(Some records)
* START *

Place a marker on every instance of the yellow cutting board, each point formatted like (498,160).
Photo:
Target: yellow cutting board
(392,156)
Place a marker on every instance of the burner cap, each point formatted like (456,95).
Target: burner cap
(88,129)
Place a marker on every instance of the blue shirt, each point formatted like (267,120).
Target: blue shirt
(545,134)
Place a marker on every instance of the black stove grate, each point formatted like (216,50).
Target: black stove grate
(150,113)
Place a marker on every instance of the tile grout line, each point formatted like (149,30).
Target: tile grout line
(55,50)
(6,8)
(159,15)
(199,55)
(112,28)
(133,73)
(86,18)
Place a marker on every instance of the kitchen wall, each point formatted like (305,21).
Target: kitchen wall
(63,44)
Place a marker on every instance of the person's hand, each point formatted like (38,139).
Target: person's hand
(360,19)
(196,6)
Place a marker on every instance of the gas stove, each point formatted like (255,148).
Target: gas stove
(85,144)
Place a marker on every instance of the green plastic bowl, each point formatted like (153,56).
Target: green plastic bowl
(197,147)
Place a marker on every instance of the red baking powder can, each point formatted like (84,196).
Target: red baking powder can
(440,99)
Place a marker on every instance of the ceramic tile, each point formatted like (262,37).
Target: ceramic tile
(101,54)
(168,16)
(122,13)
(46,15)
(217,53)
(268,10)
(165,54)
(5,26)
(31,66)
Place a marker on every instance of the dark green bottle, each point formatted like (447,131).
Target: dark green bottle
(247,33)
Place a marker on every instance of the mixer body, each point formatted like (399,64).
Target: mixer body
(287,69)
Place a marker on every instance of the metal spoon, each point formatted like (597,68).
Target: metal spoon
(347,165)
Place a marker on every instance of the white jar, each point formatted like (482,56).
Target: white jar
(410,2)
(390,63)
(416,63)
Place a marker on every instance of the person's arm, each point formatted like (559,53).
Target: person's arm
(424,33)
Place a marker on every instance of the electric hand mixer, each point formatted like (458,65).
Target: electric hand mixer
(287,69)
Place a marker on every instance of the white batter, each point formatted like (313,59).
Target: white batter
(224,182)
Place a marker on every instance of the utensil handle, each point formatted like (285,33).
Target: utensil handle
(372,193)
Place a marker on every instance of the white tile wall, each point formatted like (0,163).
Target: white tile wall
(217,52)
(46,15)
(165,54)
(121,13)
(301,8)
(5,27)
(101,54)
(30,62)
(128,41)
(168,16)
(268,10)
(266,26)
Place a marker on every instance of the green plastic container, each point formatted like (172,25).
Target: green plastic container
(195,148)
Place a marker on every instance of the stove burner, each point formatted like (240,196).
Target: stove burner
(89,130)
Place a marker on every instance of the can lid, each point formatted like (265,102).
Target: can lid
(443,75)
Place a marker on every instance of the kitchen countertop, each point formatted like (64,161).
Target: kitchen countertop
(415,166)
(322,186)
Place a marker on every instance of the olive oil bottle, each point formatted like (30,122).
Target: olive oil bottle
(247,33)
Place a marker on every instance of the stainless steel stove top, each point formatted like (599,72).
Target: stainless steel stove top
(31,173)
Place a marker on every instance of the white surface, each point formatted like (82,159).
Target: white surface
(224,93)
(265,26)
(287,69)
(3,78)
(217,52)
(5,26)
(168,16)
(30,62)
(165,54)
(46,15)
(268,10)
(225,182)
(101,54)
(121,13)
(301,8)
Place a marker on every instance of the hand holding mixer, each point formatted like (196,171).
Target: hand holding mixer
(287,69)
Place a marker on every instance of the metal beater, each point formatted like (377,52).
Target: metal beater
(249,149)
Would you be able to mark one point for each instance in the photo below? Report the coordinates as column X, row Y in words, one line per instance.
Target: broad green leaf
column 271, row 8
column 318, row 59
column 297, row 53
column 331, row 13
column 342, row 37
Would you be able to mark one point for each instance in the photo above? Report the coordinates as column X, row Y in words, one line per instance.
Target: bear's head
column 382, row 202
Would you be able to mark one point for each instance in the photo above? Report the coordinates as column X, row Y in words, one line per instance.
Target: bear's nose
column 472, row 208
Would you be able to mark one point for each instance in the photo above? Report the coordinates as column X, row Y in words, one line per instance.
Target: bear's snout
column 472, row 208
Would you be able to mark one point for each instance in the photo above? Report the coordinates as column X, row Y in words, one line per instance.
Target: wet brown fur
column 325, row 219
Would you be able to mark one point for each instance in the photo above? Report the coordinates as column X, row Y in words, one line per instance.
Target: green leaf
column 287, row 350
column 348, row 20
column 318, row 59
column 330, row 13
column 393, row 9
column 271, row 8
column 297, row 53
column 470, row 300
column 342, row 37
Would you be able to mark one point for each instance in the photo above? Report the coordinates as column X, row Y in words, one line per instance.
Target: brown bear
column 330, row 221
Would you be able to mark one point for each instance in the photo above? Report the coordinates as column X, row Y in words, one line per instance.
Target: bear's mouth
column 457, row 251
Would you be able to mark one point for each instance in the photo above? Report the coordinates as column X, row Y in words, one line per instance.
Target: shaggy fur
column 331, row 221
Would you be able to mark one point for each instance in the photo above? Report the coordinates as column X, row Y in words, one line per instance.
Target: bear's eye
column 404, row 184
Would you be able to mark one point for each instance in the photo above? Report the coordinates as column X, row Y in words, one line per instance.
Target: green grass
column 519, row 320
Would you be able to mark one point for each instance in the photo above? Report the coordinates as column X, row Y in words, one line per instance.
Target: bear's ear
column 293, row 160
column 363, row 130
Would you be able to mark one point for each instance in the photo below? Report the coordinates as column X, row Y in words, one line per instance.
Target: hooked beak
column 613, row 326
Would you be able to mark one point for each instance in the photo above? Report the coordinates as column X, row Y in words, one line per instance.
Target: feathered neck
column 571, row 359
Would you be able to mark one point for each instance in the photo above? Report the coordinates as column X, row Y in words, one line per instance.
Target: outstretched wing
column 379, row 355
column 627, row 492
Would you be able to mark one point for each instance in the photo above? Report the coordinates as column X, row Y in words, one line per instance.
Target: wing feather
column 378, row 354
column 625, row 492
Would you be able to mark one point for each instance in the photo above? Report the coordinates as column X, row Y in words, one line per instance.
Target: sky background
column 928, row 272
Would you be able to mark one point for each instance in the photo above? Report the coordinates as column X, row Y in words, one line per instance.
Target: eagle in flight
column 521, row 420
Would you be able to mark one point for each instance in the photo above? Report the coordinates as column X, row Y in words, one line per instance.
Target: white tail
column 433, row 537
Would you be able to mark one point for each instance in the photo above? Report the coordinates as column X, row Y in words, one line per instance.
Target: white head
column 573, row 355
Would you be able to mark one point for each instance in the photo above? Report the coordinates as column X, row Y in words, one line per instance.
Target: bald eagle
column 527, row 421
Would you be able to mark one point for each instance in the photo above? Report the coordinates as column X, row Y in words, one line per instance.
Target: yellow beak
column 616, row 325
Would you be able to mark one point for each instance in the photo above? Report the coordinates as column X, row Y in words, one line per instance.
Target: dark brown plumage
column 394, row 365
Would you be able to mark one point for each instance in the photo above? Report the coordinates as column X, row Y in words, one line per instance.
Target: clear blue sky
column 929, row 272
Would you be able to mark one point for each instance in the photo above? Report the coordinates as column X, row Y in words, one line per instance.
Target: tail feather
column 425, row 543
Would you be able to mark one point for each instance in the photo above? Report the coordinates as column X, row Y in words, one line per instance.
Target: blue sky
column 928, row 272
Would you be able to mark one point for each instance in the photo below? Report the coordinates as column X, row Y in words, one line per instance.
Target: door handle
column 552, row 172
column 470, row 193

* END *

> [Exercise brief]: All of the entries need to be reproduced exactly; please write them out.

> [Task answer]:
Place a marker on every instance of the yellow cutting board, each point formatted like (498,160).
Photo:
Target: yellow cutting board
(392,156)
Place a marker on every instance of the burner cap, each point formatted like (456,95).
Target: burner cap
(88,129)
Place a marker on every instance of the blue shirt, each point formatted like (267,120).
Target: blue shirt
(545,134)
Place a marker on every instance of the black stove grate, each point formatted like (216,50).
Target: black stove grate
(150,113)
Place a marker on every instance of the tile grout line, each point formatted like (149,30).
Target: tile grout line
(55,50)
(6,8)
(159,15)
(199,55)
(112,28)
(133,73)
(86,18)
Place a marker on every instance of the kitchen wall, each point formatted like (305,21).
Target: kitchen wall
(63,44)
Place a marker on every instance of the person's hand, each point formatted like (38,139).
Target: person's hand
(360,19)
(196,6)
Place a marker on every instance of the gas stove, each point formatted like (255,148).
Target: gas stove
(85,144)
Place a marker on every instance of the green plastic bowl, each point formatted like (153,56).
Target: green plastic bowl
(197,147)
Place a marker on every instance of the red baking powder can, each point formatted like (84,196).
Target: red baking powder can
(440,99)
Place a marker on every instance of the ceramic tile, each point formatted like (262,37).
Target: ceramic tile
(101,54)
(168,16)
(122,13)
(46,15)
(217,53)
(268,10)
(165,54)
(5,26)
(31,66)
Place a marker on every instance of the dark green bottle, each point formatted like (447,131).
Target: dark green bottle
(247,33)
Place a marker on every instance of the mixer body, each point formatted like (399,64).
Target: mixer body
(287,69)
Place a marker on every instance of the metal spoon, each point formatted like (597,68).
Target: metal spoon
(347,165)
Place a marker on every instance of the white jar, each point formatted like (482,56).
Target: white jar
(410,2)
(390,63)
(416,63)
Place a marker on every instance of the person's arm, each point formatted like (559,53).
Target: person's arm
(424,33)
Place a marker on every instance of the electric hand mixer, each point formatted like (458,65).
Target: electric hand mixer
(287,69)
Place a marker on every instance of the white batter, each point formatted like (313,59).
Target: white batter
(224,182)
Place a marker on every instance of the utensil handle, each point formatted like (285,33).
Target: utensil handle
(372,193)
Place a marker on every instance of the white tile wall, each point formatted like (0,163).
Target: white tile wall
(217,52)
(46,15)
(165,54)
(121,13)
(301,8)
(5,27)
(101,54)
(30,62)
(128,41)
(168,16)
(268,10)
(266,26)
Place a marker on every instance of the green plastic container, each point formatted like (172,25).
Target: green plastic container
(195,148)
Place a marker on every instance of the stove burner, each point formatted like (240,196).
Target: stove burner
(89,130)
Place a marker on every instance of the can lid, each point formatted like (265,102).
Target: can lid
(443,75)
Place a marker on every instance of the kitchen countertop, each point formatted like (64,161).
Target: kitchen countertop
(415,166)
(322,186)
Place a marker on every instance of the olive oil bottle, each point formatted like (30,122).
Target: olive oil bottle
(247,33)
Place a marker on every instance of the stainless steel stove top, each point formatted like (599,72).
Target: stainless steel stove top
(31,173)
Place a marker on every instance of the white surface, each point formatted like (82,159).
Target: white surface
(224,93)
(265,26)
(287,69)
(3,78)
(217,52)
(5,26)
(168,16)
(30,62)
(165,54)
(46,15)
(268,10)
(225,182)
(101,54)
(121,13)
(301,8)
Place a marker on every instance of the hand holding mixer, each point formatted like (196,171).
Target: hand holding mixer
(287,69)
Place a marker on every instance of the metal beater, each point formatted like (377,52).
Target: metal beater
(249,149)
Would you be able to mark one point for each instance in the photo below? Report the coordinates as column X, row Y in words, one line per instance.
Target: broad green leaf
column 271, row 8
column 318, row 59
column 297, row 53
column 331, row 13
column 342, row 37
Would you be able to mark one point for each instance in the photo above? Report the coordinates as column X, row Y in words, one line per instance.
Target: bear's head
column 382, row 202
Would you be able to mark one point for each instance in the photo above? Report the coordinates as column X, row Y in words, one line per instance.
Target: bear's nose
column 472, row 208
Would you be able to mark one point for each instance in the photo above? Report the coordinates as column X, row Y in words, one line per instance.
Target: bear's snout
column 472, row 208
Would you be able to mark one point for each instance in the photo above? Report the coordinates as column X, row Y in words, one line per instance.
Target: wet brown fur
column 325, row 219
Would you be able to mark one point for each instance in the photo above? Report the coordinates as column X, row Y in words, one line per instance.
Target: green leaf
column 287, row 350
column 348, row 20
column 318, row 59
column 330, row 13
column 393, row 9
column 271, row 8
column 297, row 53
column 470, row 300
column 342, row 37
Would you be able to mark one point for each instance in the photo above? Report the coordinates as column X, row Y in words, one line per instance.
Target: brown bear
column 330, row 221
Would you be able to mark one point for each instance in the photo above? Report the coordinates as column X, row Y in words, one line per instance.
Target: bear's mouth
column 457, row 251
Would you be able to mark one point for each instance in the photo above? Report the coordinates as column X, row Y in words, one line per instance.
Target: shaggy fur
column 331, row 221
Would you be able to mark one point for each instance in the photo above? Report the coordinates as column X, row Y in words, one line per instance.
Target: bear's eye
column 404, row 184
Would you be able to mark one point for each instance in the photo above? Report the coordinates as column X, row Y in words, one line per instance.
Target: green grass
column 519, row 320
Would you be able to mark one point for each instance in the photo above? Report the coordinates as column X, row Y in words, one line per instance.
Target: bear's ear
column 293, row 160
column 363, row 130
Would you be able to mark one point for each instance in the photo below? Report the coordinates as column X, row Y in words, one line per instance.
Target: hooked beak
column 613, row 326
Would you be able to mark one point for each instance in the photo above? Report the coordinates as column X, row Y in words, one line per instance.
Target: feathered neck
column 571, row 359
Would you be able to mark one point for each instance in the photo above? Report the coordinates as column X, row Y in words, one line per instance.
Target: outstretched wing
column 379, row 355
column 627, row 492
Would you be able to mark one point for each instance in the photo above? Report the coordinates as column X, row Y in words, one line per instance.
Target: wing feather
column 378, row 354
column 625, row 492
Would you be able to mark one point for each instance in the photo above? Report the coordinates as column X, row Y in words, one line per instance.
Target: sky background
column 928, row 272
Would you be able to mark one point for each instance in the photo above? Report the coordinates as column X, row Y in words, one line per instance.
Target: eagle in flight
column 521, row 420
Would you be able to mark one point for each instance in the photo above? Report the coordinates as column X, row Y in words, one line per instance.
Target: white tail
column 433, row 537
Would you be able to mark one point for each instance in the photo above? Report the coordinates as column X, row Y in words, one line per instance.
Target: white head
column 573, row 355
Would you be able to mark one point for each instance in the photo above? Report the coordinates as column X, row Y in words, one line per instance.
Target: bald eagle
column 527, row 421
Would you be able to mark one point for each instance in the photo above? Report the coordinates as column X, row Y in words, one line per instance.
Target: yellow beak
column 616, row 325
Would you be able to mark one point for each instance in the photo above? Report the coordinates as column X, row Y in words, one line per instance.
Target: dark brown plumage
column 394, row 365
Would you be able to mark one point for each instance in the photo above? Report the coordinates as column X, row Y in words, one line per instance.
Target: clear blue sky
column 929, row 272
Would you be able to mark one point for each instance in the photo above? Report the coordinates as column X, row Y in words, one line per instance.
Target: tail feather
column 425, row 543
Would you be able to mark one point for each instance in the photo above? Report the coordinates as column X, row Y in words, one line per instance.
Target: blue sky
column 928, row 272
Would you be able to mark one point for each instance in the photo below? Report the coordinates as column X, row Y in words, one line per instance.
Target: door handle
column 552, row 172
column 470, row 193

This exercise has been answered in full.